PASSAGE TO READ =
--------------------
Your spouse and children reside with you.

Since leaving Australia you have return to Australia short periods to visit friends, attend a wedding and take care of issues involving a rental property.

Your assets in Australia consist of a family home which is being rented out and a mortgage offset account that attracts no interest.

Your only asset overseas is your motor vehicle.

You pay tax on your contract income in your country of employment.

You have no sporting or social ties in Australia.

You have no sporting or social ties in your country of employment.

Neither you nor your spouse have ever been Commonwealth Government of Australia employees.

You intend to remain over seas indefinitely.

You expect your pattern of living and working overseas to remain unchanged in the future.

Relevant legislative provisions

Income Tax Assessment Act 1997, Subsection 995-1(1).

Income Tax Assessment Act 1936, Subsection 6(1).

Reasons for decision

An Australian resident for tax purposes is defined in subsection 995-1(1) of the Income Tax Assessment Act 1997 (ITAA 1997) to be a person who is a resident of Australia for the purposes of the Income Tax Assessment Act 1936 (ITAA 1936).

The terms resident and resident of Australia, in regard to an individual, are defined in subsection 6(1) of the ITAA 1936.  The definition provides four tests to ascertain whether a taxpayer is a resident of Australia for income tax purposes.  These tests are:

    · the resides test

    · the domicile test

    · the 183 day test

    · the superannuation test.

The first two tests are examined in detail in Taxation Ruling IT 2650.

The primary test for deciding the residency status of an individual is whether the individual resides in Australia according to the ordinary meaning of the word resides. 

However, where an individual does not reside in Australia according to ordinary concepts, they may still be considered to be a resident of Australia for tax purposes if they satisfy the conditions of one of the other three tests.

The resides test

The ordinary meaning of the word 'reside', according to the Macquarie Dictionary, 2001, rev. 3rd edition, The Macquarie Library Pty Ltd, NSW, is 'to dwell permanently or for a considerable time; having one's abode for a time', and according to the Compact Edition of the Oxford English Dictionary (1987), is 'to dwell permanently, or for a considerable time, to have one's settled or usual abode, to live in or at a particular place'.
--------------------
COLLECTED MATERIAL =
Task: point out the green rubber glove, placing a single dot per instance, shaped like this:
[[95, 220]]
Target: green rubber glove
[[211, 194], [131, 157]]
--------------------
EXERCISE SET =
1) According to the tax residency excerpt, which ruling examines the first two residency tests in detail?
2) Reproduce word for word the portion of the tax residency excerpt between "Since leaving Australia" and "a rental property.", inclusive.

THE RESULTS =
1) Taxation Ruling IT 2650

2)
Since leaving Australia you have return to Australia short periods to visit friends, attend a wedding and take care of issues involving a rental property.